■ **TASK TO CARRY OUT**: In the iron chelator abstract, what ID50 values does it report for DFO and PIH in preventing cellular proliferation?

■ **SUPPLIED PASSAGE**:
# # # # #

DR Richardson, EH Tran and P Ponka

Abstract

Numerous studies have suggested that iron (Fe) chelators such as desferrioxamine (DFO) may be useful antitumor agents (Blatt and Stitely, Cancer Res 47:1749, 1987; Becton and Bryles, Cancer Res 48:7189, 1988). Recent work with several analogues of the lipophilic Fe chelator, pyridoxal isonicotinoyl hydrazone (PIH), indicate that some of these ligands are considerably more efficient than DFO both in terms of their Fe chelation efficacy and at preventing 3H-thymidine incorporation by neuroblastoma (NB) cells (Richardson and Ponka, J Lab Clin Med 124:660, 1994). Considering this fact, the present study was designed to test the antiproliferative effect of a wide range of PIH analogues to identify the most active compounds. A total of 36 ligands have been examined that were synthesized by condensation of three types of aromatic aldehydes (pyridoxal, salicylaldehyde, and 2-hydroxy-1- naphthyladehyde) with a range of acid hydrazides. The effects of these chelators were assessed using the human NB cell line, SK-N-MC. Although PIH was far more effective than DFO at preventing Fe uptake from transferrin, it was less effective than DFO at preventing cellular proliferation (DFO ID50 = 22 mumol/L; PIH ID50 = 75 mumol/L). In contrast, 14 PIH analogues were far more efficient than DFO at preventing proliferation (ID50 = 1 to 7 mumol/L) and may have potential as antitumor agents. The most effective compounds were those hydrazones derived from 2-hydroxy-1-naphthylaldehyde. Most of the PIH analogues were considerably more effective than DFO at both preventing 59Fe uptake from 59Fe-transferrin and in mobilizing 59Fe from prelabeled NB cells. In addition, a linear relationship between Fe chelation efficacy and antiproliferative activity was found only for hydrazones derived from salicylaldehyde. Apart from gallium (Ga) nitrate having an antiproliferative effect by itself, this metal potentiated the antiproliferative effect of PIH but not that of DFO. Spectrophotometric studies showed that PIH could chelate Ga, and it can be suggested that, like the PIH-Fe complex that donates Fe to reticulocytes (Ponka et al, Biochim Biophys Acta 718:151, 1982), the PIH-Ga complex may efficiently bestow Ga to NB cells. The results suggest that analogues of PIH deserve further vigorous investigation because they may be useful therapeutic agents for the treatment of cancer.

# # # # #

■ **DATA UNDER STUDY**:

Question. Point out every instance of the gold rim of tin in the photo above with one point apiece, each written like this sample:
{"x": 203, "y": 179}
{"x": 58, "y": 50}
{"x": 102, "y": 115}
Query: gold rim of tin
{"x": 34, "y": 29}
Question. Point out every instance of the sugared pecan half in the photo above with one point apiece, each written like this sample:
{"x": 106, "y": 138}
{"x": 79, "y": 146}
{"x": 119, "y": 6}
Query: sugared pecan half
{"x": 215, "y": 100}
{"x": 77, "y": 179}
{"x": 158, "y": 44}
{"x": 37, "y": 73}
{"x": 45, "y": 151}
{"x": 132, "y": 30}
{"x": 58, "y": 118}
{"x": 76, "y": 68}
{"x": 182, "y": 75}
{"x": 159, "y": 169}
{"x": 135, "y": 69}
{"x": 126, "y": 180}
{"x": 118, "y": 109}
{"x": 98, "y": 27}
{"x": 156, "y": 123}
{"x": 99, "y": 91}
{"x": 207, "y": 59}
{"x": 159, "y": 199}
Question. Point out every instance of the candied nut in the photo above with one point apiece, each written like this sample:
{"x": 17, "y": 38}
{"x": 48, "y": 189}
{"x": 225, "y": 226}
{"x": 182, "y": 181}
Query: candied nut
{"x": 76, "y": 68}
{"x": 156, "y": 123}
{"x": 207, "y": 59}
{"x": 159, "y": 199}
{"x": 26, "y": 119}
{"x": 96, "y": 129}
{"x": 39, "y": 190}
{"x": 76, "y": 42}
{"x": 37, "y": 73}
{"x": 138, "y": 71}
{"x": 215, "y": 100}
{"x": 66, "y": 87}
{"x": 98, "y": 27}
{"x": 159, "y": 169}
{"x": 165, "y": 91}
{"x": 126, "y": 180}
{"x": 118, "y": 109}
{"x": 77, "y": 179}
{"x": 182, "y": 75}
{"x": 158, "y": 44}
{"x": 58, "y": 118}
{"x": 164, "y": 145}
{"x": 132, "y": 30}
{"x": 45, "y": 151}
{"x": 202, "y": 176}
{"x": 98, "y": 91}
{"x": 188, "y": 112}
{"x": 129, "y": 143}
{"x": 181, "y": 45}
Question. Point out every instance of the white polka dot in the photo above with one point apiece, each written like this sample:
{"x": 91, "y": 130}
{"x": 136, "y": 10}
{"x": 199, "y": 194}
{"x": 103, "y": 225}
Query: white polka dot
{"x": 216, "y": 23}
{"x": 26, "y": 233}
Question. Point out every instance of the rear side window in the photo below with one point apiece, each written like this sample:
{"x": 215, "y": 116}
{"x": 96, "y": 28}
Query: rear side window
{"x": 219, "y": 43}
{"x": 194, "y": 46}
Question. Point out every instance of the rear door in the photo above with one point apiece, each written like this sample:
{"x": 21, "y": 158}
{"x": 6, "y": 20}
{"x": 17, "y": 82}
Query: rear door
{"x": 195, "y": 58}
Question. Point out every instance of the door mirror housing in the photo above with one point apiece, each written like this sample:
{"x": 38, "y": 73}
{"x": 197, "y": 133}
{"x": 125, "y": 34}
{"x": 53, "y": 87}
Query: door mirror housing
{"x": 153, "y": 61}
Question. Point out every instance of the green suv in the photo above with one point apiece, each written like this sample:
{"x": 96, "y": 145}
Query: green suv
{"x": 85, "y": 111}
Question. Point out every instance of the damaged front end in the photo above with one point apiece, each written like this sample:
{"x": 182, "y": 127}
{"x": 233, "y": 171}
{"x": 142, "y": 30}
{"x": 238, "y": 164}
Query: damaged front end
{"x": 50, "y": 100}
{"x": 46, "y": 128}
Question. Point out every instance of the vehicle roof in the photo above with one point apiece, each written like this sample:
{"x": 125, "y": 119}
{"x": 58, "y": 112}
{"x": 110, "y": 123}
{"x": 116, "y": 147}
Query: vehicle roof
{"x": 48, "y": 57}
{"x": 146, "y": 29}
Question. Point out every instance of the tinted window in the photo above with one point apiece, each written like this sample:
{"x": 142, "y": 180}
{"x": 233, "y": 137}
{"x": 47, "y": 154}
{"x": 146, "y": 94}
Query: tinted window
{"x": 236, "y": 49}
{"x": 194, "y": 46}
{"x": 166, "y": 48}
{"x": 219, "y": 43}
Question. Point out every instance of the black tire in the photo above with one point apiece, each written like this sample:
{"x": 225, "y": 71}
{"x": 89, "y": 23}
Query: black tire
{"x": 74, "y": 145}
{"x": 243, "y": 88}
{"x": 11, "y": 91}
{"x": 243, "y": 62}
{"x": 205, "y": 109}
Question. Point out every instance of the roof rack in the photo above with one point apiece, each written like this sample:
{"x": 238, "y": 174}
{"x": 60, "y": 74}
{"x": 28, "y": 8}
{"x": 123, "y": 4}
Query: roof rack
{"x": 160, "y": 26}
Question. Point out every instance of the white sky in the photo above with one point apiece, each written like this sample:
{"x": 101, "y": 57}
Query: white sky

# # # # #

■ **WRITTEN REPLY**: DFO had an ID50 of 22 mumol/L and PIH had an ID50 of 75 mumol/L.